Copy out the line containing "Reviewer note: confirm that every instance of the dirt ground" and each line after it, through the last one in the material, exactly as written.

Source records =>

━━━━━━━━━━━━━━━━

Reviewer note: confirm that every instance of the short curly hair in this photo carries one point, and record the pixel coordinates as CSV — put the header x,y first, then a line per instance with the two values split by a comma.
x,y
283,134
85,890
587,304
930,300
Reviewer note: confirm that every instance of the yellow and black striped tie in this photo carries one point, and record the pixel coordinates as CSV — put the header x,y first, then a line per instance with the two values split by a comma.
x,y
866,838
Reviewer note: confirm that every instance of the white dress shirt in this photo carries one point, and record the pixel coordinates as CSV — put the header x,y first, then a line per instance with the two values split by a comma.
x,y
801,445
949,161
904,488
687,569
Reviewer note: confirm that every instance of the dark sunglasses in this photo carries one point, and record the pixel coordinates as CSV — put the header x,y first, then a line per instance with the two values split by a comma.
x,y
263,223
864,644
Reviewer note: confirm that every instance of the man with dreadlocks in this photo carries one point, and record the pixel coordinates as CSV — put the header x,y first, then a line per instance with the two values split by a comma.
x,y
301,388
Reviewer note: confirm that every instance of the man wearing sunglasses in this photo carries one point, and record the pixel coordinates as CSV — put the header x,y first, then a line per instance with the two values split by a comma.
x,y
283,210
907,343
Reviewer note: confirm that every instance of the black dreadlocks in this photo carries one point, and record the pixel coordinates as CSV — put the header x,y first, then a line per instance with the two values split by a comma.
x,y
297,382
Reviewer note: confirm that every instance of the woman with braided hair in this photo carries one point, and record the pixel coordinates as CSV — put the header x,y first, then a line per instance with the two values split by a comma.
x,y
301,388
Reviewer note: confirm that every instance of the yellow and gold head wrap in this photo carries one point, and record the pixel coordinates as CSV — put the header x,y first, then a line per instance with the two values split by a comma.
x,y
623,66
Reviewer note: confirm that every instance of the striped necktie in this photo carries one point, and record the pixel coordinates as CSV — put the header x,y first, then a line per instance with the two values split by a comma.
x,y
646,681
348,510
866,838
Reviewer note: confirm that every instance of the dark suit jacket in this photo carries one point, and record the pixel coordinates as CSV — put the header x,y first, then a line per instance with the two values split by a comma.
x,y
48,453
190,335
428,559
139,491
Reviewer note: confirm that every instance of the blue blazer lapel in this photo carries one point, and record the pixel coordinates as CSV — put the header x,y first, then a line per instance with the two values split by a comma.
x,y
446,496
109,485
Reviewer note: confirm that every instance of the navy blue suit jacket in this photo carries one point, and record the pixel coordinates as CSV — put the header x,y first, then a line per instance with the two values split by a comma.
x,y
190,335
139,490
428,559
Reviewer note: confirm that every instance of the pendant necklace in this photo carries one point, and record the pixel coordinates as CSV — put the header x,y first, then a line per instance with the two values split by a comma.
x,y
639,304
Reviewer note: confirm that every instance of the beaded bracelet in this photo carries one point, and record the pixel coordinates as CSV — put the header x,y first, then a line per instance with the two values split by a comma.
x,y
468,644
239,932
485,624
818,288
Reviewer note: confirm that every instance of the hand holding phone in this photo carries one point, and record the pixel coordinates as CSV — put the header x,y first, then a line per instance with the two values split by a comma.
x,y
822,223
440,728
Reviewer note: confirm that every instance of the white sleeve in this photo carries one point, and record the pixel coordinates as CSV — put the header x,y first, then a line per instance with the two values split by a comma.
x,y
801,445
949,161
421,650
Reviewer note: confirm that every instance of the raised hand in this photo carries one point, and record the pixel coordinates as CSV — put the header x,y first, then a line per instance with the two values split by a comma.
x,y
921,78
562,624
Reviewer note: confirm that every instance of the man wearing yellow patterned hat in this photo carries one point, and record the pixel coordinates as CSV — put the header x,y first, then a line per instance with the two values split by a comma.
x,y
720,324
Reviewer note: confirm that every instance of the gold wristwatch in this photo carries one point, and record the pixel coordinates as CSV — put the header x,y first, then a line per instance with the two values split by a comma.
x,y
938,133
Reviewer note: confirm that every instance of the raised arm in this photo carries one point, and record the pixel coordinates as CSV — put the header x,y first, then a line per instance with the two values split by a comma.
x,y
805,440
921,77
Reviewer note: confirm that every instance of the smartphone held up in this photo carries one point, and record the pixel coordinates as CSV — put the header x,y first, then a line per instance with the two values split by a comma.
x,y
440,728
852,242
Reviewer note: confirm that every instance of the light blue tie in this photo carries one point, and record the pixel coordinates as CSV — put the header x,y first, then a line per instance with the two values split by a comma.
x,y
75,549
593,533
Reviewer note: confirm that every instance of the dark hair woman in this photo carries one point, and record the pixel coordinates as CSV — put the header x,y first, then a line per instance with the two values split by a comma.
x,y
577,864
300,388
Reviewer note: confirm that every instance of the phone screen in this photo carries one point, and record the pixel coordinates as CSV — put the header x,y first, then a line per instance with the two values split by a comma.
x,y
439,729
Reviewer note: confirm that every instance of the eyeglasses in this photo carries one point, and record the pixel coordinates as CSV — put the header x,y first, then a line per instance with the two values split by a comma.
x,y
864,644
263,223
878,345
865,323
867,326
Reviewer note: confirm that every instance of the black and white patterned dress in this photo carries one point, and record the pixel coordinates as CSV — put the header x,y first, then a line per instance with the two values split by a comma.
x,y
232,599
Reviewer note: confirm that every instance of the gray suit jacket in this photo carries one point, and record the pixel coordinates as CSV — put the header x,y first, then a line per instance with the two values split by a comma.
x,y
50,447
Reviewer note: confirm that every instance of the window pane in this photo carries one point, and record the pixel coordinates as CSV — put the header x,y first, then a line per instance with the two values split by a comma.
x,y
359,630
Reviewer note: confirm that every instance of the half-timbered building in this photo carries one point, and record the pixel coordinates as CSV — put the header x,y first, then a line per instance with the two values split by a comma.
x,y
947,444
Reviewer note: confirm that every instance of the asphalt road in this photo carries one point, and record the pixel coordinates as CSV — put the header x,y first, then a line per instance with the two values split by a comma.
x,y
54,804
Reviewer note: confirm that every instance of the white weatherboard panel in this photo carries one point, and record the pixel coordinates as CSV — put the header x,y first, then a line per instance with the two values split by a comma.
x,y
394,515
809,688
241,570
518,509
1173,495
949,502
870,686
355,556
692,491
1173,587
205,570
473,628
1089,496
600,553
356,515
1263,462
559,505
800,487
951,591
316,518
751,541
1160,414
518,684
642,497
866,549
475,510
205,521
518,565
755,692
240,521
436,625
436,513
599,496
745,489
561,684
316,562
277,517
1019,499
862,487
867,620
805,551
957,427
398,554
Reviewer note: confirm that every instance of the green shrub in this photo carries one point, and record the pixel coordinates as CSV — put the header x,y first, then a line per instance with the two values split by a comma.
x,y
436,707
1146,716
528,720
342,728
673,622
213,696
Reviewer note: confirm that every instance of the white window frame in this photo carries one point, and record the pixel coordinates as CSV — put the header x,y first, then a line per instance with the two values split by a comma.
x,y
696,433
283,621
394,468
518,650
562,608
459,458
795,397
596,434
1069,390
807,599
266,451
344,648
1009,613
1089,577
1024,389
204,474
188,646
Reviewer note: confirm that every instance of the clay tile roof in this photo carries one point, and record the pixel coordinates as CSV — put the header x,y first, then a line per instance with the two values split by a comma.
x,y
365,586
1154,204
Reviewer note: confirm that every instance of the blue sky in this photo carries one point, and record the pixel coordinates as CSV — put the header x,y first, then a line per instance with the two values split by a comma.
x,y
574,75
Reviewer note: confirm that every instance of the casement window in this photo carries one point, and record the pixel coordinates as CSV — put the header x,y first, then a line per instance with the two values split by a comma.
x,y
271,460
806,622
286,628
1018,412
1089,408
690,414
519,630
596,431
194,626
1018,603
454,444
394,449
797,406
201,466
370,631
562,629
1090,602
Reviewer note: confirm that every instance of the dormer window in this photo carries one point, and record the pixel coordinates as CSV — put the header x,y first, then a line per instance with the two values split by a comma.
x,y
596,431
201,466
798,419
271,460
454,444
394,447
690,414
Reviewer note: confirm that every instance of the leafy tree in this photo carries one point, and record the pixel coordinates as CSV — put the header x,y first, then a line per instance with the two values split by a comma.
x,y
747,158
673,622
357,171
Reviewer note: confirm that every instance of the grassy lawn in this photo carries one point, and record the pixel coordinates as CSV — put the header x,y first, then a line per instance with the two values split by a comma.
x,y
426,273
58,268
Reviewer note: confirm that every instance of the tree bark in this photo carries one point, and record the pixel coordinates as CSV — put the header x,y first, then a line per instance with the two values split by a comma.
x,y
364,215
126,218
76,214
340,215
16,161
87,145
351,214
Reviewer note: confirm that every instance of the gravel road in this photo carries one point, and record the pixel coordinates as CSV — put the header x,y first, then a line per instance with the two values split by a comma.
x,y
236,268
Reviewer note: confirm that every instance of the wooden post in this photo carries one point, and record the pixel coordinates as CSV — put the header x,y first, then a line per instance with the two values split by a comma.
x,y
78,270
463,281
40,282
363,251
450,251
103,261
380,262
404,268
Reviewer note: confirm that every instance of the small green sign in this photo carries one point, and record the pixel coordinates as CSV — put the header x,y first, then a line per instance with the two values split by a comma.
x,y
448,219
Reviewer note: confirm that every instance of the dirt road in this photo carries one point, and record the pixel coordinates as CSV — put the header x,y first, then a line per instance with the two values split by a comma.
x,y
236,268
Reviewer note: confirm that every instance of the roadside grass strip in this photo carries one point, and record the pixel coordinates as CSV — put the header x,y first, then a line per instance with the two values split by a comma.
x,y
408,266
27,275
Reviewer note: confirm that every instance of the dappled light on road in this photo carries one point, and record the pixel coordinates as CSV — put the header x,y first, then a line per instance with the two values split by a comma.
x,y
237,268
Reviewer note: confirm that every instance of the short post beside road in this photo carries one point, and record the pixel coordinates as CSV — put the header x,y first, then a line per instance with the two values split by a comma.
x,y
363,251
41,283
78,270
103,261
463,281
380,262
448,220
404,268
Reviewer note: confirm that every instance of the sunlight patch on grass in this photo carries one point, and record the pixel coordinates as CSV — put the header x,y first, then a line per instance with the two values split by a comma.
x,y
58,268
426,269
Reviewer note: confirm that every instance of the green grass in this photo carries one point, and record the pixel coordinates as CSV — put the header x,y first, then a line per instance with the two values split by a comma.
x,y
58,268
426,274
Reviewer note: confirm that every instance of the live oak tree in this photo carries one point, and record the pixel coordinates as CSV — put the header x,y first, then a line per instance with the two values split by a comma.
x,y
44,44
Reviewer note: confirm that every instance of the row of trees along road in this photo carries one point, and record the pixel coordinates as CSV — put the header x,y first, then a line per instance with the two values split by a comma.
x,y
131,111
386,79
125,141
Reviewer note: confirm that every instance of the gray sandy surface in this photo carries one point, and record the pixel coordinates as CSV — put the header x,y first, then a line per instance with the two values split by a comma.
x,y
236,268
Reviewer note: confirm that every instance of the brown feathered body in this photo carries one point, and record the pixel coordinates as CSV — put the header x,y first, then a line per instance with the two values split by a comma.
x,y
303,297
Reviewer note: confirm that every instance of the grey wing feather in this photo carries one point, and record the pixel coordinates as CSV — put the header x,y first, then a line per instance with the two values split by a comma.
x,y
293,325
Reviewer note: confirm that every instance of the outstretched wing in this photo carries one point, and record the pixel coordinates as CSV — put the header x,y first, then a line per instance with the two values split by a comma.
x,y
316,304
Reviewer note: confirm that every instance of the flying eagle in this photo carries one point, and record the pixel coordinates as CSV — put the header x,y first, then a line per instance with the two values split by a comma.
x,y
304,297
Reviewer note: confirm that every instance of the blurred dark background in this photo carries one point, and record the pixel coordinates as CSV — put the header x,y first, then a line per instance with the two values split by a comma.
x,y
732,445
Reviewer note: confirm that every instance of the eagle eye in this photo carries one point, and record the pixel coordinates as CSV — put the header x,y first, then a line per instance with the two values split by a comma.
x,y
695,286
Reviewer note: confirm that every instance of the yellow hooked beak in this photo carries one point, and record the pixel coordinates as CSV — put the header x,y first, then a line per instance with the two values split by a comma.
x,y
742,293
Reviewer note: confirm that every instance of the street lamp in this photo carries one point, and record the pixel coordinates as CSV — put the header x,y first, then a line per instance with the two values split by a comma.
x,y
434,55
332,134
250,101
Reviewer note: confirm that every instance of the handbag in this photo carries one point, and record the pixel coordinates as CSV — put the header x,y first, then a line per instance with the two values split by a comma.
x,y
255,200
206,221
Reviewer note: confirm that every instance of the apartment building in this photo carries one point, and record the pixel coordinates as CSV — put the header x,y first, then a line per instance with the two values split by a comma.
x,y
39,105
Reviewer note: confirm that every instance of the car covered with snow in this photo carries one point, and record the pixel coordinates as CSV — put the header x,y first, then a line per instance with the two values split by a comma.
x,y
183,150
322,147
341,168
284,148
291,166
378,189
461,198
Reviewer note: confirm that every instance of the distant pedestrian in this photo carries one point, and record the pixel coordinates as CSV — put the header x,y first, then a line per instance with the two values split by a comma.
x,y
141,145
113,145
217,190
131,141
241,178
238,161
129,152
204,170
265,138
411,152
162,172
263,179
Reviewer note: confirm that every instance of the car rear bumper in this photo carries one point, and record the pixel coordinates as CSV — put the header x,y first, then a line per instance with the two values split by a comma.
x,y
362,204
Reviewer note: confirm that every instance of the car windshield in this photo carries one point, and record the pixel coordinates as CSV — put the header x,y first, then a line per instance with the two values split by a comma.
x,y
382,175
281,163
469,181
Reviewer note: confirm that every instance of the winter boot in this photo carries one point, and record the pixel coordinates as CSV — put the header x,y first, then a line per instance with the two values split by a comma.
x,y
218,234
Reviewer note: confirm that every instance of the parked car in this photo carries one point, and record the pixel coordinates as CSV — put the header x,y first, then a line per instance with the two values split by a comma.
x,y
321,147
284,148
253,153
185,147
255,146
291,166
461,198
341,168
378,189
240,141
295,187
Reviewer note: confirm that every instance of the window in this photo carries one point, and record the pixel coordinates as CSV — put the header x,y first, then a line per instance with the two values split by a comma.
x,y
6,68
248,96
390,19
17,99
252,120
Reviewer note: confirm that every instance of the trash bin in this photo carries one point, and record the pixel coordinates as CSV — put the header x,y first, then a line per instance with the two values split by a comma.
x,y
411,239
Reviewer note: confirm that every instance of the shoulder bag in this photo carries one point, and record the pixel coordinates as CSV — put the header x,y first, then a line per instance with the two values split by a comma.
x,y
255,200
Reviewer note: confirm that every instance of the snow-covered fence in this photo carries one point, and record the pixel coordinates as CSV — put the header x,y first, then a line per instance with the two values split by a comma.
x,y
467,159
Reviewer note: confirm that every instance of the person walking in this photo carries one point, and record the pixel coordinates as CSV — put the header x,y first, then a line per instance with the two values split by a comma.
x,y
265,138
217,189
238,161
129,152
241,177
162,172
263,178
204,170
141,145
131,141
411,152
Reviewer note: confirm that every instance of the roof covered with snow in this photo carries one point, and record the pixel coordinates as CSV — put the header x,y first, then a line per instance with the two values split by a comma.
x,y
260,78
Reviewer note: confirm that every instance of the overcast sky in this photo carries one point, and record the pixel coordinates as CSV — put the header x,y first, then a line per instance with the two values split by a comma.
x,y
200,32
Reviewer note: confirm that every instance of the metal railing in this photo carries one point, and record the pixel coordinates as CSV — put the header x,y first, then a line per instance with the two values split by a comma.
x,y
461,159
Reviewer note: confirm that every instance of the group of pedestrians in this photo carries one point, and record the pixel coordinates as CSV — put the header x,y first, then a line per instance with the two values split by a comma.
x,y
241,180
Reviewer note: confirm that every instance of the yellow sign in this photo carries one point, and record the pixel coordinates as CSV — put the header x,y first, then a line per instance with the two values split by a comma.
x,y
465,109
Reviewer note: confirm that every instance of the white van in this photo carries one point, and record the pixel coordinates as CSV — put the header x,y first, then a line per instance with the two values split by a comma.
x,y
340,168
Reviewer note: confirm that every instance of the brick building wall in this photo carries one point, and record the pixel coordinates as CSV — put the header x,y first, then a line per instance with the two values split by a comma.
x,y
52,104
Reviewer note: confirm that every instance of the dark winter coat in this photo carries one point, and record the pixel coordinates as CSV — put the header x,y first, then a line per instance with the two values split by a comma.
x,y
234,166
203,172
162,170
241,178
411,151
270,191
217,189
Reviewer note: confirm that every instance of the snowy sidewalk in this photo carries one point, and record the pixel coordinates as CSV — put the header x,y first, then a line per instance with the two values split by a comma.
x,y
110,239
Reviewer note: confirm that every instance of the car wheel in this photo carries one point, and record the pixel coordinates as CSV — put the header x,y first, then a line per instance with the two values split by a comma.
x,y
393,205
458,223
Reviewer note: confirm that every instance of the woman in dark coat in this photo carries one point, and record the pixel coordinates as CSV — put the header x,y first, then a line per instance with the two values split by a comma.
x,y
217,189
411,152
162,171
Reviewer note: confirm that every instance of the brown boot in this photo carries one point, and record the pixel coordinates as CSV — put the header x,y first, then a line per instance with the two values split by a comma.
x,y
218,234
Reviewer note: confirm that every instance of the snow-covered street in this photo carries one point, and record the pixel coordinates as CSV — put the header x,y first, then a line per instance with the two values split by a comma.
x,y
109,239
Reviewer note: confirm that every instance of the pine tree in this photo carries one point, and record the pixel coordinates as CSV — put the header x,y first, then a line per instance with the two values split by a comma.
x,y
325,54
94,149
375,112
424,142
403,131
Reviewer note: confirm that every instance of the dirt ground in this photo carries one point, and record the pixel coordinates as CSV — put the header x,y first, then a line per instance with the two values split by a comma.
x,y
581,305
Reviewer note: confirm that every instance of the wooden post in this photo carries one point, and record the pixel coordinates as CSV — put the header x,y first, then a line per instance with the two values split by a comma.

━━━━━━━━━━━━━━━━

Solution =>
Reviewer note: confirm that every instance of the dirt ground in this photo carries one point, and record the pixel coordinates as CSV — put the header x,y first, then a line per instance with the two values split by a comma.
x,y
581,305
Reviewer note: confirm that every instance of the wooden post in this photo carries one point, and record the pixel coordinates as CSV — put the header x,y first, then a line per instance with the two values split by a comma.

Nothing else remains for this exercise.